• [Task] From the items below, extract the portion that begins with the line containing "Isolate the front" and continues through the last line. Reproduce those lines exactly, with nothing changed.

Annotated coordinate records
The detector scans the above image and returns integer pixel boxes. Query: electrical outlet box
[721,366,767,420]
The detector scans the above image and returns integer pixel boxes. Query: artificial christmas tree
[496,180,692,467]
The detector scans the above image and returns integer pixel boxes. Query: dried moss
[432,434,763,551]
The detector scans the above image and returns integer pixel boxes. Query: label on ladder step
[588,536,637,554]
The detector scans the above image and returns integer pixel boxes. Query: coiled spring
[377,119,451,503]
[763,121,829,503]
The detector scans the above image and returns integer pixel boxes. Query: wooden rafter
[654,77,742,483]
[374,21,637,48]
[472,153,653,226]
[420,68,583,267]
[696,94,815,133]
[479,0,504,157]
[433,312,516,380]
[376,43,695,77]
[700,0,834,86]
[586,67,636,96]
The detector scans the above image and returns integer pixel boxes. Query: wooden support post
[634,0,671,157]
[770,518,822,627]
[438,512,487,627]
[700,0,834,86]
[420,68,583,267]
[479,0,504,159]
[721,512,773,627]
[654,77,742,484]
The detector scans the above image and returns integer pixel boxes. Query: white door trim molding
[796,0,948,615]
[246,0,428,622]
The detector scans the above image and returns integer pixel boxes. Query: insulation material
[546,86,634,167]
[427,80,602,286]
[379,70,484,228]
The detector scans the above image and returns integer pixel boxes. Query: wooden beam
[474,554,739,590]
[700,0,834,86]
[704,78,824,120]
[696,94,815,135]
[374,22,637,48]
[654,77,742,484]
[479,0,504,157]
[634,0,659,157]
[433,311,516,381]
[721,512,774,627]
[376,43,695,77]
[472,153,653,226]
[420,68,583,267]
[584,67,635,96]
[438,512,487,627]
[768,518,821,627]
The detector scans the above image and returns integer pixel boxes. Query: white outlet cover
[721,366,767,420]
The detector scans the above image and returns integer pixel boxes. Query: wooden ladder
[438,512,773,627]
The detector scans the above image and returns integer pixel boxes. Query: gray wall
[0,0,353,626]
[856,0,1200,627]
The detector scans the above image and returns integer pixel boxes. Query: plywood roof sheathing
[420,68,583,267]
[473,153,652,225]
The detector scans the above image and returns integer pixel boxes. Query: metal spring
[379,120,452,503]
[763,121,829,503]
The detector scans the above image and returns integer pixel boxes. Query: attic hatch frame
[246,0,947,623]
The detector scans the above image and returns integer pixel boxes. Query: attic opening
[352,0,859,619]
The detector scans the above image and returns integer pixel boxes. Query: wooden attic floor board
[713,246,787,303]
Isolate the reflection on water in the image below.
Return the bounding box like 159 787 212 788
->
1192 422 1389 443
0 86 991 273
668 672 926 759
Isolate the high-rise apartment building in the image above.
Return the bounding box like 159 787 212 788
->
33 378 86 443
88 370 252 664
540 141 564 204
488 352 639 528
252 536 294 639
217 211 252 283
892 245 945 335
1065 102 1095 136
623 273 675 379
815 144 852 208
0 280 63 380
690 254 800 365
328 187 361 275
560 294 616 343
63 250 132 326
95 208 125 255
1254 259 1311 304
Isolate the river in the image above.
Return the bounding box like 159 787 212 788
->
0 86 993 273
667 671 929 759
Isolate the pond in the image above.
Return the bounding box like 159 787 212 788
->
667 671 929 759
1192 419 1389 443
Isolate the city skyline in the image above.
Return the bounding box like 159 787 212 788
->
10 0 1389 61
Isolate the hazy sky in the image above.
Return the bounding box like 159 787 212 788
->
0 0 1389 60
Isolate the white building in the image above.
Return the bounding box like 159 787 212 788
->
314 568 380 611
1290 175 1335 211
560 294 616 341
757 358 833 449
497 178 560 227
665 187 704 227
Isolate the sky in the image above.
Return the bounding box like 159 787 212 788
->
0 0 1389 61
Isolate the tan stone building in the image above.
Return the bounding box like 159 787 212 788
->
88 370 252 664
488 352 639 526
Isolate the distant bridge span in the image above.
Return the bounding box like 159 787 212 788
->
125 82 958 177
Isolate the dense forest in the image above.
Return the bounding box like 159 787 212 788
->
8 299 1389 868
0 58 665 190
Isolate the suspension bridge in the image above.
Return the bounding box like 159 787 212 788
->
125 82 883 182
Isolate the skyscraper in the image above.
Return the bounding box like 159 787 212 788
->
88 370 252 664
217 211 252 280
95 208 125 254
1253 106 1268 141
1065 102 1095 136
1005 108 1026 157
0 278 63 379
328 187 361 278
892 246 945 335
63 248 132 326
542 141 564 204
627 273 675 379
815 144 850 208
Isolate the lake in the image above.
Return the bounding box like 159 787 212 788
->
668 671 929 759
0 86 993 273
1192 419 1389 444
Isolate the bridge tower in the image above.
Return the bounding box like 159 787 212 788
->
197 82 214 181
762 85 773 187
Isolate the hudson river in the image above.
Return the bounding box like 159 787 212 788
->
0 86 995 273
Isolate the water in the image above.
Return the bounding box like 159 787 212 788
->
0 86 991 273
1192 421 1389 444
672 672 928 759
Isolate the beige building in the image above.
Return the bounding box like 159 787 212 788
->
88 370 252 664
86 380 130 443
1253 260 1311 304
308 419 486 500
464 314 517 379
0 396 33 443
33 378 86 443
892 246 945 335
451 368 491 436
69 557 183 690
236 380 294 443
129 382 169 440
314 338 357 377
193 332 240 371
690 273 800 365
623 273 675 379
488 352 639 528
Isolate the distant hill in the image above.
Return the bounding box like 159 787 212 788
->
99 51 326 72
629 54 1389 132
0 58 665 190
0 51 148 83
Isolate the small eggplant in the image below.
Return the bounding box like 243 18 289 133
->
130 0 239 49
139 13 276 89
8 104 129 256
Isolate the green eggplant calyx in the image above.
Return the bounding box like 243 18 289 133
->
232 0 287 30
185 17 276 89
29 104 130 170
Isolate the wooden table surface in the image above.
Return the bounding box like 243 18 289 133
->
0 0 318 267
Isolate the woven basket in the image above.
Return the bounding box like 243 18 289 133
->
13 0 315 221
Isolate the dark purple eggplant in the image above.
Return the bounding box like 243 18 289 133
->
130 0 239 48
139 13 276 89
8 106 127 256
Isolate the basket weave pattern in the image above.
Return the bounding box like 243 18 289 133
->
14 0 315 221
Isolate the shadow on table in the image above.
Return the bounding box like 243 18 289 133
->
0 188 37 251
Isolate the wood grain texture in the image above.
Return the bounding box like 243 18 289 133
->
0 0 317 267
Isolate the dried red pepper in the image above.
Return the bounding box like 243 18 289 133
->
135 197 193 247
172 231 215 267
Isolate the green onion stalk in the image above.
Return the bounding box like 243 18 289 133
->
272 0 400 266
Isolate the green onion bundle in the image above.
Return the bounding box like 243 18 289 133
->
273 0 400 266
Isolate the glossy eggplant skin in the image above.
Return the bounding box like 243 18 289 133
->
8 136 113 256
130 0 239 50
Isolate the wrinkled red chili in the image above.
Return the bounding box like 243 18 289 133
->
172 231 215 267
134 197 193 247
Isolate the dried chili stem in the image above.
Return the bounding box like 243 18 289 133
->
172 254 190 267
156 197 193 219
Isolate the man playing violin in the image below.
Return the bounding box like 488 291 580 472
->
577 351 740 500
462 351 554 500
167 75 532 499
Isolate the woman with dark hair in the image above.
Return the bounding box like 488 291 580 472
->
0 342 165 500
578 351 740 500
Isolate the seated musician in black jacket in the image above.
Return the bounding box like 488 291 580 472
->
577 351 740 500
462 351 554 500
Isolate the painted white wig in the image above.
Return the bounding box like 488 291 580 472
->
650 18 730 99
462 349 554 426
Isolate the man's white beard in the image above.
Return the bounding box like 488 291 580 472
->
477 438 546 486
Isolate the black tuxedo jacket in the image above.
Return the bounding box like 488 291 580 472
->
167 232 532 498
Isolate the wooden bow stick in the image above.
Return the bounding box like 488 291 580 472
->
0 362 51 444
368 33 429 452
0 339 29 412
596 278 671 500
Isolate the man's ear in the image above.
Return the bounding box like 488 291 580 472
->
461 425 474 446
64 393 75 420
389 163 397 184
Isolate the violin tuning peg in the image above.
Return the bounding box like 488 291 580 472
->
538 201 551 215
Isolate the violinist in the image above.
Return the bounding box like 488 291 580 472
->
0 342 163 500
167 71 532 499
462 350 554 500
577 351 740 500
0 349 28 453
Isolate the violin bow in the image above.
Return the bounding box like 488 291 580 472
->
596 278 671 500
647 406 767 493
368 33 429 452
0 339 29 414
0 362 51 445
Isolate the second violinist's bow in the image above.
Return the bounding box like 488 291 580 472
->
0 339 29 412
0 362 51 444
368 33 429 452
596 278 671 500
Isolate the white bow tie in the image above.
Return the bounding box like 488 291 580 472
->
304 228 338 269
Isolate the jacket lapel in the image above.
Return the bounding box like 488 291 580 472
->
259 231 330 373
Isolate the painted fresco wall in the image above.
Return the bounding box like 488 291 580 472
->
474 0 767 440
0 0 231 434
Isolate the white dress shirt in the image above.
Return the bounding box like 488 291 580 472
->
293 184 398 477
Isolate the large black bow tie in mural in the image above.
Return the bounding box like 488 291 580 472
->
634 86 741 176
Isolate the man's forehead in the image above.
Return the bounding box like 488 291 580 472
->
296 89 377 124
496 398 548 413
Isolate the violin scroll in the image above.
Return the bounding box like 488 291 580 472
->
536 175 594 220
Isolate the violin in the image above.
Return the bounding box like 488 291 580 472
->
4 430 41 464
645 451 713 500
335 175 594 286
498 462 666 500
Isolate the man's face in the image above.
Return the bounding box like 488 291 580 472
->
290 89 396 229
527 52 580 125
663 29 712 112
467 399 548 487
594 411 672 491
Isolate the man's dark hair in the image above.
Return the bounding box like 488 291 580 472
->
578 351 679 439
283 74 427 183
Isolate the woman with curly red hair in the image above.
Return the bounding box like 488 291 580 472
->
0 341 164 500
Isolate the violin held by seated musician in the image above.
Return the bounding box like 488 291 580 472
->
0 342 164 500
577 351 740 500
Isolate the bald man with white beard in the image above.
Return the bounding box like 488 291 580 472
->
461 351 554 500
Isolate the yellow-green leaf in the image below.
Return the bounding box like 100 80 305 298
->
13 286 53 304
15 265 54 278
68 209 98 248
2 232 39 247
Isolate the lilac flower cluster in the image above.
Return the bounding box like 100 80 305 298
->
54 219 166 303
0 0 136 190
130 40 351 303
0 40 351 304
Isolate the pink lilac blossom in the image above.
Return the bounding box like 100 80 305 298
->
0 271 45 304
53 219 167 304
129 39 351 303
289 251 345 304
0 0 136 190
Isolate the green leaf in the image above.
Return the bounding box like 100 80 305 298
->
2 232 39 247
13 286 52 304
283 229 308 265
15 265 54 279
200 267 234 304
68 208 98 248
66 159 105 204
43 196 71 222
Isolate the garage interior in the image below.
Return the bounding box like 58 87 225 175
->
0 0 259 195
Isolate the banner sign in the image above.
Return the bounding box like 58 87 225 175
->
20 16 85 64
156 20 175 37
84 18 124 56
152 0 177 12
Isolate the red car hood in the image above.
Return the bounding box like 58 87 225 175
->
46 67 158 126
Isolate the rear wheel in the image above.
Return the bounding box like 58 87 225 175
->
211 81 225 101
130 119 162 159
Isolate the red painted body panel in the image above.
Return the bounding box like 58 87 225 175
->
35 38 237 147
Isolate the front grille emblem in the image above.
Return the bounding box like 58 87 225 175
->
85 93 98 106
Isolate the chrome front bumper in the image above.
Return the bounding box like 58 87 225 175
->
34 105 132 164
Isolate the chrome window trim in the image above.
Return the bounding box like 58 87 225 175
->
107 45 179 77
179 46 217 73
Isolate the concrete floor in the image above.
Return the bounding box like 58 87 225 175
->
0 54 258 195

• [Output for this task]
Isolate the front grille emblem in the image above.
Return the bounding box like 58 87 225 175
->
85 93 98 106
Isolate the chrome front bumper in the image above.
Return the bounding box like 58 87 225 175
->
34 105 132 164
Isolate the chrome window trim in the image above.
Return the bounding box like 58 87 225 175
->
107 45 179 77
179 46 217 73
Isolate the concrete floor in the image above.
Return the bounding box like 58 87 225 175
->
0 54 258 195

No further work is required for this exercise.